Extrait du document.
Angeline : On créé, on joue ou on monte des spectacles pour le partage avec le public. Sans cela, ça n’a pas de sens. Et puis, si je dois parler de mon cas, la reprise n’est pas encore là. Cela fait un an que je n’ai pas joué, et je ne rejouerai pas tout de suite, puisque de nombreuses dates ont été décalées à 2022, pour davantage de sécurité au cas où la situation se redégraderait cet automne. Pour ma part, je ressens donc encore beaucoup d’usure et de fatigue.

Malgré tout, ces derniers mois, les salles ont réouvert, les événements ont repris, et l’année blanche a été prolongée jusqu’en décembre. Est-ce que cela signifie que cette rentrée signe la fin de la crise pour les intermittents du spectacle ?

Là encore, la réponse n’est pas si simple : oui, la prolongation de l’année blanche a été un soulagement, et va permettre à de nombreux intermittents de voir le bout du tunnel. Malgré tout, il reste beaucoup d’incertitudes : les techniciens signent leurs contrats de travail 20 minutes avant de commencer à travailler, en arrivant sur site. Qui nous dit que nous serons rappelés pour les dates qui ont été repoussées ? Sans compter les cachets que nous n’avons pas faits, qui impacteront à la baisse le montant de nos revenus de remplacement de 2022, dans les périodes où nous ne travaillerons pas. Par ailleurs, on s’attend aussi à ce qu’après avoir été soutenues durant la crise, les conditions d’octroi du statut d’intermittent du spectacle soient rediscutées, voire, remises en cause.

Données fournies.

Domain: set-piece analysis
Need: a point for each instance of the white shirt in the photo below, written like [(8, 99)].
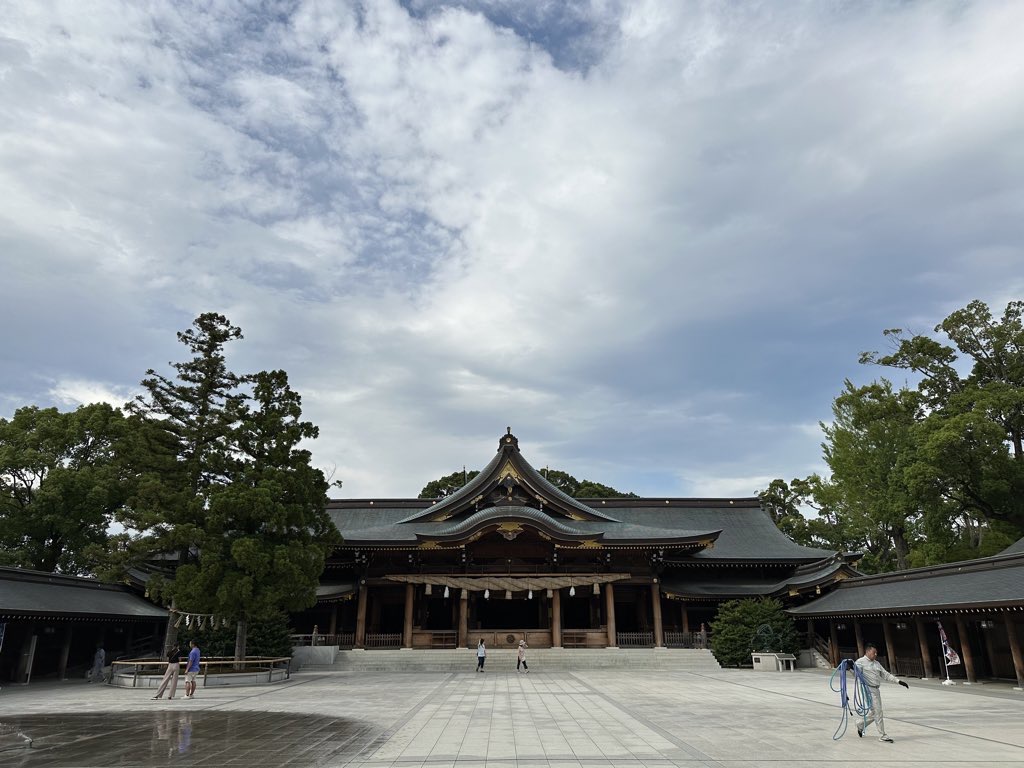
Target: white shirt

==

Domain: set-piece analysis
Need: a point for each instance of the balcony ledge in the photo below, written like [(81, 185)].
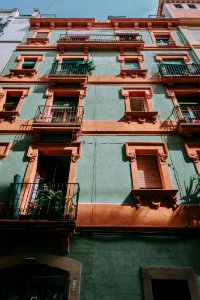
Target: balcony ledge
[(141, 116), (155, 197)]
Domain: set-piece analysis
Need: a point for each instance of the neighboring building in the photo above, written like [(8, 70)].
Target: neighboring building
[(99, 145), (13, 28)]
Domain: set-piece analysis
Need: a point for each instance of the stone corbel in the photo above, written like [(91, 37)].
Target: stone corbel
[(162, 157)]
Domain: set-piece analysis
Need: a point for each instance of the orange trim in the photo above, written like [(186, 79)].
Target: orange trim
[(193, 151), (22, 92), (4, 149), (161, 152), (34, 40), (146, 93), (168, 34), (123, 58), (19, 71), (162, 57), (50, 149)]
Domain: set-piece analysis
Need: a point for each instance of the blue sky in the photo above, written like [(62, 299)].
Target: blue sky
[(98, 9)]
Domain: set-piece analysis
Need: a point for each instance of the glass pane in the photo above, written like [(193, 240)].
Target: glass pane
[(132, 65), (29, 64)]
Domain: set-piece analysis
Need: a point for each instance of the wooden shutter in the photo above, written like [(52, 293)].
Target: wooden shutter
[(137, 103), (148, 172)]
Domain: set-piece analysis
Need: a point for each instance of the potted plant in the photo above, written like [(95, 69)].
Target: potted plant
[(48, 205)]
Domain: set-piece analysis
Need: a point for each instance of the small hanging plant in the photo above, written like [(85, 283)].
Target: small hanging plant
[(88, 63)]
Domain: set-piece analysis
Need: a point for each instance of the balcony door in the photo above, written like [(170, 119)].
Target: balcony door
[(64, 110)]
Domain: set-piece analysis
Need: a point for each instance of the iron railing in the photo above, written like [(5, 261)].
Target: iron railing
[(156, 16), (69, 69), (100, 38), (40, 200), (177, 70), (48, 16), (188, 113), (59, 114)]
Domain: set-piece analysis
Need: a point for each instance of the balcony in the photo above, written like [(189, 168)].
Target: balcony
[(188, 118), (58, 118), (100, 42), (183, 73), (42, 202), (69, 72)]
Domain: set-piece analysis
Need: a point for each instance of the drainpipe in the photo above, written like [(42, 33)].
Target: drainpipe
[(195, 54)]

---

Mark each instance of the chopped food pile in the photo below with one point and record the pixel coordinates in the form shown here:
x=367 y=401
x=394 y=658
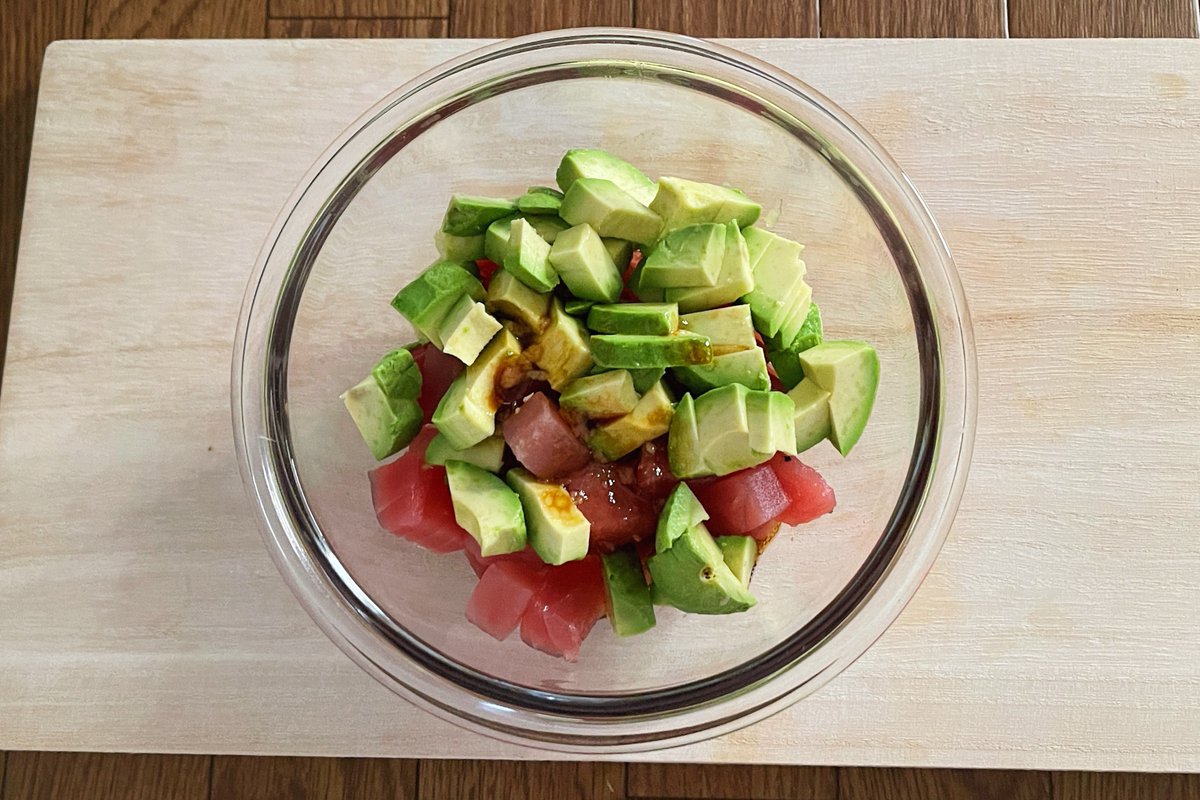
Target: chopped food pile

Consigne.
Pourriez-vous reprendre l'entretien sur les intermittents du spectacle, plus haut, et le poursuivre après sa dernière phrase ?

Réponse.
La galère n’est donc pas encore terminée…

Non pas encore… Et puis aujourd’hui, on voit apparaitre un autre problème… Comme dans la restauration, les crewboss, (qui organisent les équipes de travail pour monter et démonter les sites de spectacle) ont du mal à trouver du monde : avec les reports, les saisons sont denses et il y a donc trop de spectacles pour le nombre de bras qualifiés disponibles, d’autant que de nombreux techniciens ont quitté le métier durant la crise.

Dans ces conditions, on suppose que votre mobilisation va se poursuivre ?

Bien sûr, a fortiori parce que les idées que nous défendons depuis le départ ne concernent pas que les intermittents du spectacle, mais plus généralement les intermittents de l’emploi. Ce sont les agents de sécurité, qui, dans les salles de spectacles, veillent à ce que tout se passe bien. Ce sont les femmes de ménage, qui les lendemains du spectacle, viennent nettoyer la salle à 4 heures du matin. Ce sont les restaurateurs qui installent leurs food-trucks à proximité des salles lors des événements culturels.

Ils n’ont pas le même statut que nous, alors qu’ils vivent la même chose : des périodes d’activité, suivies de période sans activité. Eux, vont être très durement touchés par la réforme de l’assurance chômage : nous allons donc continuer à militer au profit d’une intermittence généralisée, qui offre un vrai revenu de remplacement dans les périodes de creux, à tous ceux qui vivent l’emploi de cette manière-là.

Justement, le CIP42 s’est montré très vite très militant après sa création. Vos combats ont-t-il déjà commencé à payer ?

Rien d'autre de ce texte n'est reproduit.